TAREA: Escribe la continuación del relato sobre el viaje en coche a la casita junto al río Wye, empezando justo después de su última oración.

En el coche nuevo, pese a su tamaño —aproximadamente tres veces mayor que el del Mini—, apenas cabía todo nuestro equipaje, como descubrí al probar diversas formas de cargarlo para el viaje exploratorio a Gales en el otoño de 1971. Una vez colocadas la silla de ruedas, la sillita de paseo y la cuna de viaje en la espaciosa sección trasera, apenas quedaba sitio para las maletas. El siguiente recurso fue una baca, que sin embargo planteó otra serie de problemas: cuando hube preparado el equipaje de los cuatro, cerrado la casa, instalado a Stephen en el asiento delantero, plegado y metido en el maletero la silla de ruedas, sentado a los niños con el cinturón de seguridad, cargado sus trastos, incluidas la cuna de viaje y la sillita de paseo, y subido cuatro pesadas cajas a la baca, estaba tan agotada que el trayecto de doscientas veinte millas, el triple de la distancia a las costas de Suffolk o de Norfolk, fue un calvario más que una aventura. A pesar de que poco después de nuestro primer viaje se inauguró la autopista M4 entre Londres y el sur de Gales, la distancia seguiría siendo un importante inconveniente.

Sin embargo, cuando paramos al otro lado de la frontera galesa para tomar té y vimos los letreros escritos en una lengua extranjera y olimos el cosquilleante aire húmedo, recuperamos el entusiasmo. Por fin podíamos decirle de verdad a Robert, quien desde Cambridge no había dejado de preguntar cuánto faltaba, que ya casi habíamos llegado. Unas cuantas millas de carreteras de montaña y serpenteantes caminos arbolados nos llevaron a nuestro destino. La descripción que nos habían dado de la casita era sin lugar a dudas acertada. Su emplazamiento junto al río Wye era de una belleza impresionante: ofrecía una vista ininterrumpida del río, el valle y las colinas arboladas de la orilla opuesta, donde, en un estallido de radiante colorido, el otoño reinaba en todo su esplendor. Un riachuelo bajaba por la ladera al lado de la casa, detrás de la cual un sendero se internaba en los hayedos y ascendía entre la húmeda maleza de las turberas hasta las cascadas de Cleddon. No muy lejos de allí, en las Montañas Negras y los Brecon Beacons, soplaba sin cesar un viento helado, que ponía a prueba la resistencia de los más curtidos senderistas. La casa en sí era pintoresca —enjalbegada, con tejado de pizarra, situada en la verde ladera, con volutas azuladas de humo de leña que salían de la chimenea—, y su atractivo resultaba innegable.

INFORMACIÓN DE ORIGEN:
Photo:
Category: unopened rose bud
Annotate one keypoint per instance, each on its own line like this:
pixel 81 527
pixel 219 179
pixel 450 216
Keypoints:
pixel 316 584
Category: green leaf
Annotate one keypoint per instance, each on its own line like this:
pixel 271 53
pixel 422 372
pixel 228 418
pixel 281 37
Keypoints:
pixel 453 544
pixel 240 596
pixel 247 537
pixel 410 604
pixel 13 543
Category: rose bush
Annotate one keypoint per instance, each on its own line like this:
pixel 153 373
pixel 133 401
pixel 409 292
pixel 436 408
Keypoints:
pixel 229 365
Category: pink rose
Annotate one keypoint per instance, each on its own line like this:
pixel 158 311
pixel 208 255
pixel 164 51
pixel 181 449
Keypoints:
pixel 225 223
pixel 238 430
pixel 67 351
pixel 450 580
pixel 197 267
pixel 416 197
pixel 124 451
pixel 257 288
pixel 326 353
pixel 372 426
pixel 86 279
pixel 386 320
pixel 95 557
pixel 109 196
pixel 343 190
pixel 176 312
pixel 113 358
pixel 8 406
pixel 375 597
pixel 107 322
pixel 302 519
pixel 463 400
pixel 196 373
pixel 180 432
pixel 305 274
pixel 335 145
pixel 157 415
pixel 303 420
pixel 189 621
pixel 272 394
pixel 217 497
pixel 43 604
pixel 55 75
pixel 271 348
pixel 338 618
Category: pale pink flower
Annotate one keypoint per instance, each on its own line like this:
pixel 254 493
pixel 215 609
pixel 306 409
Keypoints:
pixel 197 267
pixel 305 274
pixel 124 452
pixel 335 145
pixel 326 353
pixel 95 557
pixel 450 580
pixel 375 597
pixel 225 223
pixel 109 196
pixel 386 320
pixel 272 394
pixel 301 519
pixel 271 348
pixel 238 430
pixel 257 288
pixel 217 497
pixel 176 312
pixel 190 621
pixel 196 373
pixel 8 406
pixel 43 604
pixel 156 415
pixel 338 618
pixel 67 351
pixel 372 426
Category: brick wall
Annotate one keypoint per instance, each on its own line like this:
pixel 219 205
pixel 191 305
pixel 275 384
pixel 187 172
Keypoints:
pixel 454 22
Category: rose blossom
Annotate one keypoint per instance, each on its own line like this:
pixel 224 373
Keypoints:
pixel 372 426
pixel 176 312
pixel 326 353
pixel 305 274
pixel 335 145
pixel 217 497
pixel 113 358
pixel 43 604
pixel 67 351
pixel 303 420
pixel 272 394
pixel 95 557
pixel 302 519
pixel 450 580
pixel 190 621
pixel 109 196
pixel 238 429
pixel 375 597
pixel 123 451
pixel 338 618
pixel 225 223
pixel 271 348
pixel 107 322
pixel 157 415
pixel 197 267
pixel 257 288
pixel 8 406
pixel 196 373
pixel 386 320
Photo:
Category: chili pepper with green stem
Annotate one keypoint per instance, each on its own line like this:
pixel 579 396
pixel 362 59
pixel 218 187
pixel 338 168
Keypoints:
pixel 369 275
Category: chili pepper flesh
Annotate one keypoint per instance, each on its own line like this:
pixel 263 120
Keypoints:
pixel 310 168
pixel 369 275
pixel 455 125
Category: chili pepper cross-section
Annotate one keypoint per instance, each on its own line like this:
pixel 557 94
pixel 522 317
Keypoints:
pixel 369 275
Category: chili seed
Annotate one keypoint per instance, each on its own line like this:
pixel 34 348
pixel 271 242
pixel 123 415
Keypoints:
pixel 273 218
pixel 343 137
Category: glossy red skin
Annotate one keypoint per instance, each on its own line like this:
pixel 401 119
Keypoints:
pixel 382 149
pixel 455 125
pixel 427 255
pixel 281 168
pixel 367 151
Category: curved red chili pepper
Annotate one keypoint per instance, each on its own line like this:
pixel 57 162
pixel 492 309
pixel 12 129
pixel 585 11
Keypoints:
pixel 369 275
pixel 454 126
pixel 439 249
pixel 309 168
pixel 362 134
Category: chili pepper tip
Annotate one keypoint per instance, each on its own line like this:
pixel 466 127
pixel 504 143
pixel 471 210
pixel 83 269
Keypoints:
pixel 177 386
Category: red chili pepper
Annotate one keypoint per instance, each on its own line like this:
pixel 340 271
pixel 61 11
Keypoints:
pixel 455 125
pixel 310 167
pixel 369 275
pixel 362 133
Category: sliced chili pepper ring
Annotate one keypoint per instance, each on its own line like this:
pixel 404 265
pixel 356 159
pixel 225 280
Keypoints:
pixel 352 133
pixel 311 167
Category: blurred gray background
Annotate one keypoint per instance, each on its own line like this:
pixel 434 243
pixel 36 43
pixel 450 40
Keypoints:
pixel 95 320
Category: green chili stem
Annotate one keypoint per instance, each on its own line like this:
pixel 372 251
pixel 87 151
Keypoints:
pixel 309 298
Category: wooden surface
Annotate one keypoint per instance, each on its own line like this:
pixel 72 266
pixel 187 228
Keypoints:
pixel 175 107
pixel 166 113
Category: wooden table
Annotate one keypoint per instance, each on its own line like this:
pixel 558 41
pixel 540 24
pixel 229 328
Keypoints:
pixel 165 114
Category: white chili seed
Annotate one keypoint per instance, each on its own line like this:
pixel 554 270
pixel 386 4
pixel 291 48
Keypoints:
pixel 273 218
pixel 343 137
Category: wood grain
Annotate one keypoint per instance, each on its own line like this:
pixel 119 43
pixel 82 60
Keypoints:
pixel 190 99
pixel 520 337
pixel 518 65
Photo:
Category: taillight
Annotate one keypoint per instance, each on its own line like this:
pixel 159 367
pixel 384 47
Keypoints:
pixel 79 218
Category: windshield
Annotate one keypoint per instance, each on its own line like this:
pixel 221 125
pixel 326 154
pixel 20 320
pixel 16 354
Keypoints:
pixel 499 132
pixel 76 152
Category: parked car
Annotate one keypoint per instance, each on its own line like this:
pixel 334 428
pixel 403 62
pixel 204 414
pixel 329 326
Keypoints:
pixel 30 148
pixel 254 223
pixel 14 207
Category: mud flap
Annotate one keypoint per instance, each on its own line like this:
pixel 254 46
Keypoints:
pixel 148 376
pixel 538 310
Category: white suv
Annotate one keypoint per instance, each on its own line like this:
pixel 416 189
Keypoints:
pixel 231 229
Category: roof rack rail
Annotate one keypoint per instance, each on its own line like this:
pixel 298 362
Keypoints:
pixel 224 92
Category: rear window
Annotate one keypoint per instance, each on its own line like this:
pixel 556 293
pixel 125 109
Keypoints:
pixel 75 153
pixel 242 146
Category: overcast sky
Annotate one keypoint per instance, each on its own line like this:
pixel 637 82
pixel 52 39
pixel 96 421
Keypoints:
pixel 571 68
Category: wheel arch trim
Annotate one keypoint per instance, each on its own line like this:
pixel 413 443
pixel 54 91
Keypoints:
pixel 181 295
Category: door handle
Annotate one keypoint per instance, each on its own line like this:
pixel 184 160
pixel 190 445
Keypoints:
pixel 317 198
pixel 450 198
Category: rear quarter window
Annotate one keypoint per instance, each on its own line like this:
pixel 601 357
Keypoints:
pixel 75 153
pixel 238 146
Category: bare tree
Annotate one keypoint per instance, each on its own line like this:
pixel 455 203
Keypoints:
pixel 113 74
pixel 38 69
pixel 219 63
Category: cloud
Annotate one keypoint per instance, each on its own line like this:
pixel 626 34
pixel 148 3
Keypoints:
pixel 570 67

RESULTADO DEL EJERCICIO:
No obstante, esta fiel descripción había omitido varios detalles importantes; por ejemplo, que la ladera era casi vertical, de modo que el único desplazamiento posible era hacia arriba o hacia abajo, y que la única superficie horizontal adecuada para una silla de ruedas era un sendero de unos cientos de yardas que llevaba hasta un matorral de zarzamora en la linde del bosque. Además, a la casa se accedía por una docena de empinados escalones de piedra, resbaladizos por el musgo y el liquen, y en el interior una escalera larga y asimismo empinada conducía a los dormitorios y al único cuarto de baño. No podría haber resultado más inapropiada para Stephen. Aunque se apoyara en su padre, tardaba diez minutos en subir al cuarto de baño, y todavía más en subir o bajar los traicioneros escalones de la entrada. Todas las excursiones tenían que hacerse en coche, puesto que no había ningún otro sitio al que pudiera ir.

Cuando salía a caminar o a escalar con Robert, me apenaba dejar a Stephen tristemente sentado en casa o en la terraza. Ningún otro lugar podría haber resaltado con mayor eficacia o crueldad las limitaciones de su discapacidad. Yo estaba disgustada y perpleja. Daba la impresión de que los Hawking se consideraban exentos de toda responsabilidad básica para con Stephen. Cuando íbamos a visitarlos se mostraban dispuestos a ayudar, pero por lo demás parecían no tener en cuenta los inconvenientes de la enfermedad de la motoneurona.